**Task goal:** What is needed is a word-for-word restatement of all the entries.

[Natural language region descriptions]
┄┄┄┄┄┄┄┄┄┄
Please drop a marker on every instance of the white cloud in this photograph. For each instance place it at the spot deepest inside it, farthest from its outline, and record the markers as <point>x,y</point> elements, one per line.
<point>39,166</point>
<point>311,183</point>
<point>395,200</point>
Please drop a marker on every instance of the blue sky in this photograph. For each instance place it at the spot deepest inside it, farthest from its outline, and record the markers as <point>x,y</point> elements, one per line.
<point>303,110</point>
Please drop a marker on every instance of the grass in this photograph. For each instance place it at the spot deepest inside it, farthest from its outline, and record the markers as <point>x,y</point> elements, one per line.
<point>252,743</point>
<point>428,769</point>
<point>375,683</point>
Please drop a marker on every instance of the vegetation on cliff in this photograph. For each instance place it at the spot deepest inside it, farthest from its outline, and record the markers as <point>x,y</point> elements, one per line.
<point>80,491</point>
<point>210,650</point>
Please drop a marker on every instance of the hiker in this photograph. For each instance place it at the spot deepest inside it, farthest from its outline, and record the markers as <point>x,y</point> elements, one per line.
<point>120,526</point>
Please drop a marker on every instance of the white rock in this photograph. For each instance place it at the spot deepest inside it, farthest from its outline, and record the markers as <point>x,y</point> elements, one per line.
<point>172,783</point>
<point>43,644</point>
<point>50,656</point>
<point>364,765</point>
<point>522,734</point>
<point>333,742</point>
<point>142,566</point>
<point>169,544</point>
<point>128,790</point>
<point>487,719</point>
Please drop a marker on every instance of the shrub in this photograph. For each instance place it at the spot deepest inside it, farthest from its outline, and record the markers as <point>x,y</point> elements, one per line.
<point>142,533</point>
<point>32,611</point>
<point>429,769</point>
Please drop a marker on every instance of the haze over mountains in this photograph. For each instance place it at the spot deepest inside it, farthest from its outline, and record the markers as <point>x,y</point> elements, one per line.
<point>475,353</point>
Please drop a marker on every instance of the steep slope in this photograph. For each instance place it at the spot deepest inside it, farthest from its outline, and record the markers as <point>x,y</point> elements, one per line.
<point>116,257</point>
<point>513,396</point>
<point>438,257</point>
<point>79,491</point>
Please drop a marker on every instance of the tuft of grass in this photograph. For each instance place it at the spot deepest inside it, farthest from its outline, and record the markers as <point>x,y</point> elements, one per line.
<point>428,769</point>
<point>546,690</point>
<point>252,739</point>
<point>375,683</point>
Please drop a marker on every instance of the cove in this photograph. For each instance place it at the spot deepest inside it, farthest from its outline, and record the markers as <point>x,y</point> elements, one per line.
┄┄┄┄┄┄┄┄┄┄
**Written reply:**
Please drop a marker on every instance of the white cloud in this photograph. For each instance place it at the spot deepest inside it, farthest from its outline, and record the markers as <point>x,y</point> elements, one per line.
<point>39,166</point>
<point>311,183</point>
<point>395,200</point>
Please drop a marker on every instance of the blue sky in this photograph. For each instance place it at the spot deepest inside it, farthest from its outline, and record the markers as <point>x,y</point> elements, one per line.
<point>303,110</point>
Please drop a marker on every instance of the grass in this photograph. For each instance place it at the spot deepest inside it, farthest from its outline, and record the markers as <point>x,y</point> elements, one per line.
<point>252,743</point>
<point>428,769</point>
<point>375,683</point>
Please drop a marker on every instance of the vegetation on cliff in this photograph. For each instance place it at the spot deepest inside it, farthest from its outline, and record the markers as <point>x,y</point> elements, one per line.
<point>80,491</point>
<point>210,650</point>
Please drop a marker on every instance of the hiker in this photograph. For each instance place it at the spot deepest inside it, farthest from its outline, and record the markers as <point>x,y</point> elements, one per line.
<point>120,526</point>
Please drop a marker on every instance of the white rock in this photograph. For each instance place it at the spot deepest inside it, farthest from its outline, and record the markers as <point>x,y</point> elements, one per line.
<point>172,783</point>
<point>43,644</point>
<point>50,656</point>
<point>364,765</point>
<point>522,734</point>
<point>333,742</point>
<point>142,566</point>
<point>169,544</point>
<point>128,790</point>
<point>487,719</point>
Please drop a marker on every instance of the shrub in this photograph. For each instance place it at the spot deepest inside it, farthest from its outline, and record the markers as <point>x,y</point> elements, one per line.
<point>142,533</point>
<point>32,611</point>
<point>429,769</point>
Please drop a marker on every instance of the haze over mountains in this photograph. For each instance place it at the spot deepest inside it, farthest from its outline, and record the markers as <point>x,y</point> elements, one per line.
<point>475,353</point>
Please drop a marker on every instance of the steep slope in this photograph. For each instance place it at the spot deepest inside it, farthest from its outline, and record the markers as <point>x,y</point> elements, one per line.
<point>116,257</point>
<point>513,396</point>
<point>438,257</point>
<point>79,491</point>
Please drop a marker on every instance of the tuft of grass in this photograph. For each instance place it at the spot deepest inside it, farthest from its outline, and record the markers as <point>x,y</point> elements, one per line.
<point>428,769</point>
<point>546,690</point>
<point>252,739</point>
<point>375,683</point>
Please drop a marker on every instance of the cove in this photograph. For each instance place it at the spot deepest inside it, farthest from its outline, and record the markers as <point>x,y</point> elements, one per line.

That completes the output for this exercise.